Exercise passage:
=======
“The Night Before”

Susan Granger’s review of “The Night Before” (Columbia Pictures/Sony Entertainment)


In this stoner comedy, narrated by Tracy Morgan, Seth Rogen gives a new meaning to White Christmas.

Ever since his parents were killed by a drunk driver in 2001, when he was in his late teens, Ethan (Joseph Gordon-Levitt) has always spent Christmas Eve drinking, eating Chinese food and carousing with his old pals Isaac (Rogen) and Chris (Anthony Mackie). But now they’re all in their 30s.

Isaac’s wife Betsy (Jillian Bell) is expecting their first baby, and Chris has become a famous pro football star/product pitchman.  Ethan – an out-of-work musician who does cater-waiter gigs, often in costume – has just broken up with his girlfriend Diana (Lizzy Caplan), who left him because he refused to meet her family, even after they’ve dated for two years.
=======
Your instructions:
Can you copy out the stretch of the review of "The Night Before" from "In this stoner" through "in their 30s.", word for word? The lines that follow have nothing to do with this review.
=======
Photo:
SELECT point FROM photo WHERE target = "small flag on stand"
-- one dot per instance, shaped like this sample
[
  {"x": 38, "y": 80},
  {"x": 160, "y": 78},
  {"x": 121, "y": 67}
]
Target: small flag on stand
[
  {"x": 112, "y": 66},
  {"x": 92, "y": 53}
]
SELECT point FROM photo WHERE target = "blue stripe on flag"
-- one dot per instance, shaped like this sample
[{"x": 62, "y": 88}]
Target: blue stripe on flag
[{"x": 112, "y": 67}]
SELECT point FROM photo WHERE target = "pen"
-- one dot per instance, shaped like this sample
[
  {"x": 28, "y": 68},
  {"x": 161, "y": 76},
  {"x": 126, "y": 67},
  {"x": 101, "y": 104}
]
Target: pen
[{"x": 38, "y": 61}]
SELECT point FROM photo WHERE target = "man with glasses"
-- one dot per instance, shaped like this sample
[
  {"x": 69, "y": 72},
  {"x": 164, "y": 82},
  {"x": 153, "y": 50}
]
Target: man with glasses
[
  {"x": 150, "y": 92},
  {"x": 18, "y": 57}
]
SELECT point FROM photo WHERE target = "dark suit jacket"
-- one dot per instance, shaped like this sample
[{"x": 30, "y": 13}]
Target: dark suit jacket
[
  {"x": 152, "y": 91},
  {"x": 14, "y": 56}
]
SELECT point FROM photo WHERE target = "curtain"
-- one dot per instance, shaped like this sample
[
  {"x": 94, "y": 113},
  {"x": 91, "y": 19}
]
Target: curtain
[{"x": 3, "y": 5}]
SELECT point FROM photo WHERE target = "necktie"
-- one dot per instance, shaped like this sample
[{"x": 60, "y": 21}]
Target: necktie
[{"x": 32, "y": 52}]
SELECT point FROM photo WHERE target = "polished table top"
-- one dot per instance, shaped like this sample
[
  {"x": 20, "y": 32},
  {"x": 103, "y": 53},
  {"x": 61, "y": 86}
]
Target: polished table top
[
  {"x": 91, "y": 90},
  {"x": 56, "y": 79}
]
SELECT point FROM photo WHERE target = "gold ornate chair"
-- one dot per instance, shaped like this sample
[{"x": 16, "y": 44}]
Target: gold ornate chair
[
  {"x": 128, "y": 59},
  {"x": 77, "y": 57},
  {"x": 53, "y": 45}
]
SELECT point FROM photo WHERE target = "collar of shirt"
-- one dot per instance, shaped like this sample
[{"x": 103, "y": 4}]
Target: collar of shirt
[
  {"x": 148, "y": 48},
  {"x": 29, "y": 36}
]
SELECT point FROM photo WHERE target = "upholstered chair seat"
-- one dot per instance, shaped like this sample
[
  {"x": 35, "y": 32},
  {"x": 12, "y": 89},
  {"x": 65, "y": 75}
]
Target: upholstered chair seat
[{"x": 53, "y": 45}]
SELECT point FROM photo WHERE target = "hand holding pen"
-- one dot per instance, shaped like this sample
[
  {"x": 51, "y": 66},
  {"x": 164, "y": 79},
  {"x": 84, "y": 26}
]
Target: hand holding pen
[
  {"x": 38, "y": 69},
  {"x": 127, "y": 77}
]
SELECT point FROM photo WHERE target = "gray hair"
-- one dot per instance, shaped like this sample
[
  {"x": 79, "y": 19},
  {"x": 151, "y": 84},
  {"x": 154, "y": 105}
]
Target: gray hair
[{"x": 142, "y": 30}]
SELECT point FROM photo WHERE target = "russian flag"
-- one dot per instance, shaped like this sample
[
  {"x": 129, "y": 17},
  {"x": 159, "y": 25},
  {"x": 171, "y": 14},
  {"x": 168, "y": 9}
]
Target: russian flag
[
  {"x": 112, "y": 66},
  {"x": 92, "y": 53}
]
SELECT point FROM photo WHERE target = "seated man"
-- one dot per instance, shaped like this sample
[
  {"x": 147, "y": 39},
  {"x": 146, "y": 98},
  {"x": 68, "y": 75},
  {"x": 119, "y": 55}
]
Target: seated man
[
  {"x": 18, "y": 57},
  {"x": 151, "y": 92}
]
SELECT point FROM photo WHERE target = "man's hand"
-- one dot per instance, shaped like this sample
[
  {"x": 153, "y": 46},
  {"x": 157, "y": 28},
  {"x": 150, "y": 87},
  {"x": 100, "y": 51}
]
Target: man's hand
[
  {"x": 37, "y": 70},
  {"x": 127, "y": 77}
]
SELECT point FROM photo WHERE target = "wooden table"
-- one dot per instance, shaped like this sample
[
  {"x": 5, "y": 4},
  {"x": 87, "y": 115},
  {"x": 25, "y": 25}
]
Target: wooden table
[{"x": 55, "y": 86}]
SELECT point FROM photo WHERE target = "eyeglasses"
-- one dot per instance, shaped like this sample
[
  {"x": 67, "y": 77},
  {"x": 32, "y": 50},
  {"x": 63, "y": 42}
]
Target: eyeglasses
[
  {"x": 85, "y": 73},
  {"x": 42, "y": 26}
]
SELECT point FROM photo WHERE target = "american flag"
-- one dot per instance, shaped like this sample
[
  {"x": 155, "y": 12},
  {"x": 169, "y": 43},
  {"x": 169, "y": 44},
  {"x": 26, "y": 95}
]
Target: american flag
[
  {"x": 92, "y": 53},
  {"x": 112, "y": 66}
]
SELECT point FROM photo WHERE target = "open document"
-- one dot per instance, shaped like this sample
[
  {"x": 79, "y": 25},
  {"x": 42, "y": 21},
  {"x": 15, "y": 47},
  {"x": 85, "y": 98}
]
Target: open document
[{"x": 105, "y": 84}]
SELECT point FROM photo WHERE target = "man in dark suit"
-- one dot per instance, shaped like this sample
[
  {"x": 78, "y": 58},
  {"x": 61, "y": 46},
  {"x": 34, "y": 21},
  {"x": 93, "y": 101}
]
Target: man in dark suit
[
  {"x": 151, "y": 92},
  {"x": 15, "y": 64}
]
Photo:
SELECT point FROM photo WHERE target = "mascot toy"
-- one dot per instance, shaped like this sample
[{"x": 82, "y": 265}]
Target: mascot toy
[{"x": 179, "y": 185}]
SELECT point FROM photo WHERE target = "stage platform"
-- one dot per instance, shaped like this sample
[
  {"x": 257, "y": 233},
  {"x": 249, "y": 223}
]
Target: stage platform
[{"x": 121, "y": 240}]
=======
Output of the exercise:
In this stoner comedy, narrated by Tracy Morgan, Seth Rogen gives a new meaning to White Christmas.

Ever since his parents were killed by a drunk driver in 2001, when he was in his late teens, Ethan (Joseph Gordon-Levitt) has always spent Christmas Eve drinking, eating Chinese food and carousing with his old pals Isaac (Rogen) and Chris (Anthony Mackie). But now they’re all in their 30s.